■ **Given exercise**:
Rewrite the entries from the line containing "Objective — one point per instance of the rooftop" through the end of the entries, changing "innermost point" to "most central point" and leaving everything else as it is.

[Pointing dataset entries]
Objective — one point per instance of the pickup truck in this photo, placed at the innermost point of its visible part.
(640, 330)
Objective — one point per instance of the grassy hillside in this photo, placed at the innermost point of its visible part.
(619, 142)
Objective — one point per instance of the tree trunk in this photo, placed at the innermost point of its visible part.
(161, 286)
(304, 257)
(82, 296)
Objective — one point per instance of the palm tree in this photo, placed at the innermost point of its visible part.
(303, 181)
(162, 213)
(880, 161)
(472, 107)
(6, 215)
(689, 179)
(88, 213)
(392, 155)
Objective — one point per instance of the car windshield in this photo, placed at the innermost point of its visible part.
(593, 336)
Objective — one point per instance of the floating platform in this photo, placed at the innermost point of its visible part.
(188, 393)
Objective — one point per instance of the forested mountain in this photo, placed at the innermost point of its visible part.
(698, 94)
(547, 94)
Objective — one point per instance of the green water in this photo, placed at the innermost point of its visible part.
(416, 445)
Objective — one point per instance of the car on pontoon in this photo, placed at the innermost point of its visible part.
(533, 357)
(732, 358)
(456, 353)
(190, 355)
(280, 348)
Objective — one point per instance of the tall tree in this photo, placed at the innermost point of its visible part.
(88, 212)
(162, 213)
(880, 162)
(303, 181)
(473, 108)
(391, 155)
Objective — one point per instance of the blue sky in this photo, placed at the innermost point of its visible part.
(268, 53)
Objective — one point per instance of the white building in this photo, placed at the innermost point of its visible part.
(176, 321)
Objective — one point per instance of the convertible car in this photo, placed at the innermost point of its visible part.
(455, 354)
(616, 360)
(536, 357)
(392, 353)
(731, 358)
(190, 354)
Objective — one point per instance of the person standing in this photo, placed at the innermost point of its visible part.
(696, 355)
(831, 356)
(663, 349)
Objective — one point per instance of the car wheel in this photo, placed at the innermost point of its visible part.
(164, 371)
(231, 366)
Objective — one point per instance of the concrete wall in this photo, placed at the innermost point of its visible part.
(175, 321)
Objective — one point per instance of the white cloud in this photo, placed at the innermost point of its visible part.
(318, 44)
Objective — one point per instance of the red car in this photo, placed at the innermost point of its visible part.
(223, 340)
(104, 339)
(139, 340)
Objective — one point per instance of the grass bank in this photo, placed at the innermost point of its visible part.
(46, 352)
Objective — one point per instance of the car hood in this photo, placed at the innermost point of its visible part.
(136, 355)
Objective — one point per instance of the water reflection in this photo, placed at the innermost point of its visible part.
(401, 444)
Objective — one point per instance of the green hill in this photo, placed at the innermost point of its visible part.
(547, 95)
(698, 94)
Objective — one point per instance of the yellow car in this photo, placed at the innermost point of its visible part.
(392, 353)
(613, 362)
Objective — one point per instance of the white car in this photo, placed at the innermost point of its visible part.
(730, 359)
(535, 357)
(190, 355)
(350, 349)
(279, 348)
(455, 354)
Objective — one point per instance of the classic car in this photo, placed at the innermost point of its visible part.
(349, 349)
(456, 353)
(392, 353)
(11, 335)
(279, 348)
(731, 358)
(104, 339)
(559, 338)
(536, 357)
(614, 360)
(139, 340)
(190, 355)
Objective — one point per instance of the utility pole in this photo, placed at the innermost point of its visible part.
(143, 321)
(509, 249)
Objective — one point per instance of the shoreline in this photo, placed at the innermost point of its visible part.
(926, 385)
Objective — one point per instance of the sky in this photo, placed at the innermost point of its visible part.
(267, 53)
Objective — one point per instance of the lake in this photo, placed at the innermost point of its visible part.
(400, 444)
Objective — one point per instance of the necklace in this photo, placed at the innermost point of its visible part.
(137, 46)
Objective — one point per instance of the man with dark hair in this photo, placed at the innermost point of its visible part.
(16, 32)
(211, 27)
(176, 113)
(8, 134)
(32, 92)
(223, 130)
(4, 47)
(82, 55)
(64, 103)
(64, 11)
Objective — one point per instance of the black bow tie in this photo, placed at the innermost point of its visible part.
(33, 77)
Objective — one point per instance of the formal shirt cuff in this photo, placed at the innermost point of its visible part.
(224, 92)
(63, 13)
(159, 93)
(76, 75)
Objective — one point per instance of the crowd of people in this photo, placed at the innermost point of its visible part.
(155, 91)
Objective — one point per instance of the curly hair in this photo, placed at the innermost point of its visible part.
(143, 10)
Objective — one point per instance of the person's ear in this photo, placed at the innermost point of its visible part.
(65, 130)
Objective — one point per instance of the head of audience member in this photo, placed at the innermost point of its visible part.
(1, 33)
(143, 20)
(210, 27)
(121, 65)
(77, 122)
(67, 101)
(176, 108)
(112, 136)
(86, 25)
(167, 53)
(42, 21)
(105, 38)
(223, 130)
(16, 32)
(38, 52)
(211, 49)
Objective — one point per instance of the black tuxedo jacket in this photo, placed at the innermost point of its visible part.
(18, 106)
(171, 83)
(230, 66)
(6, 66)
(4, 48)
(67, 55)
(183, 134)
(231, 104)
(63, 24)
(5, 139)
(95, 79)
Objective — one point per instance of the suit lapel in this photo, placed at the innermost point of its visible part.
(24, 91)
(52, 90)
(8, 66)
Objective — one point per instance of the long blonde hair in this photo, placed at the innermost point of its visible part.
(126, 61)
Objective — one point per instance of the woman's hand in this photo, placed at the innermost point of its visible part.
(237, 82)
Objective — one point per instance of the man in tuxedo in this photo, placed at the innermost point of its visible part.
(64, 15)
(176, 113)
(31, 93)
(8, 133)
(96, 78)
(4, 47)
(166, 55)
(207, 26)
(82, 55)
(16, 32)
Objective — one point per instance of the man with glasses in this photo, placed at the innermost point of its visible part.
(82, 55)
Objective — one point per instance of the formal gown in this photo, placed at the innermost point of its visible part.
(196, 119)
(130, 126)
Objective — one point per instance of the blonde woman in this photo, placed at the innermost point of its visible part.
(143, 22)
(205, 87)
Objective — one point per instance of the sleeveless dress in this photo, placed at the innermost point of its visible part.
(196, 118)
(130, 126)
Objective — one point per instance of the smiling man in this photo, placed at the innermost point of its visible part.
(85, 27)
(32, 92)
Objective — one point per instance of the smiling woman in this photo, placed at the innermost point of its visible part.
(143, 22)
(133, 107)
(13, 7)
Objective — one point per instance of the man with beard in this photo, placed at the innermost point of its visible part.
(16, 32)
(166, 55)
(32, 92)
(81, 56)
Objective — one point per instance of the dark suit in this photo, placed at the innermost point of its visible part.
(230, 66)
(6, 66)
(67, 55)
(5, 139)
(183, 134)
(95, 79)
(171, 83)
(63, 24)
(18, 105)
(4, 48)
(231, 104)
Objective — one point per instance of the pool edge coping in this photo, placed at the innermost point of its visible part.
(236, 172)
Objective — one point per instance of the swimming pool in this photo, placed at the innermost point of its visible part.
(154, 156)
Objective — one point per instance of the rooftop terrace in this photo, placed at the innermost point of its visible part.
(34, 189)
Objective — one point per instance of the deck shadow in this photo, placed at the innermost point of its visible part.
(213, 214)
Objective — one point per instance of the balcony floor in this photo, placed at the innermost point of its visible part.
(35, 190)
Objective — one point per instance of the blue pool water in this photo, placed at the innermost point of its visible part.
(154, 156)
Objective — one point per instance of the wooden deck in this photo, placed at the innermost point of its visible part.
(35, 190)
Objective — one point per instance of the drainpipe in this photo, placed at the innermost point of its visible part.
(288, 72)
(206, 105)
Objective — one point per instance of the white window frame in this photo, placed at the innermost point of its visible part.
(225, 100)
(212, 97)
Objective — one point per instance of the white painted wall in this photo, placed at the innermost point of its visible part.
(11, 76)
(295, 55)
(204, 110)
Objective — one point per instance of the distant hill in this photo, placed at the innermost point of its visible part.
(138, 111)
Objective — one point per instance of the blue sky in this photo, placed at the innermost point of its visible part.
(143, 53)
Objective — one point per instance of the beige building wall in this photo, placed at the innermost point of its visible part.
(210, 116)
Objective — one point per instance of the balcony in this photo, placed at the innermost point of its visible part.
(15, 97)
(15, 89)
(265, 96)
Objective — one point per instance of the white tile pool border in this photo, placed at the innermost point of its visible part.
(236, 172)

■ **Written answer**:
Objective — one point per instance of the rooftop terrace in this photo, placed at the most central point of its visible part.
(34, 189)
Objective — one point per instance of the deck shadow in this photo, placed at the most central point of its visible part.
(213, 214)
Objective — one point per instance of the balcony floor in this photo, placed at the most central point of its visible part.
(35, 190)
Objective — one point per instance of the blue pool water in this photo, placed at the most central point of its visible part.
(154, 156)
Objective — one point per instance of the wooden deck in this photo, placed at the most central point of its visible part.
(35, 190)
Objective — one point per instance of the drainpipe in this photo, placed at the most central point of its visible part.
(288, 72)
(206, 105)
Objective — one point per instance of the white window frame in this photo, placed at the most central point of its visible part.
(225, 100)
(212, 97)
Objective — one point per instance of the white painted wall in this photo, placed at the most central point of its visible part.
(11, 76)
(295, 55)
(204, 110)
Objective — one point per instance of the distant hill in this photo, placed at the most central point of its visible part.
(138, 111)
Objective — one point per instance of the blue sky in this photo, placed at the most central point of its visible part.
(143, 53)
Objective — one point per instance of the beige building wall in this photo, placed at the most central point of its visible part.
(210, 116)
Objective — one point per instance of the balcony in this photo, placed at the most central point of its visible part.
(15, 97)
(15, 89)
(265, 96)
Objective — one point per instance of the white tile pool border in this photo, placed at the most central point of its visible part.
(236, 172)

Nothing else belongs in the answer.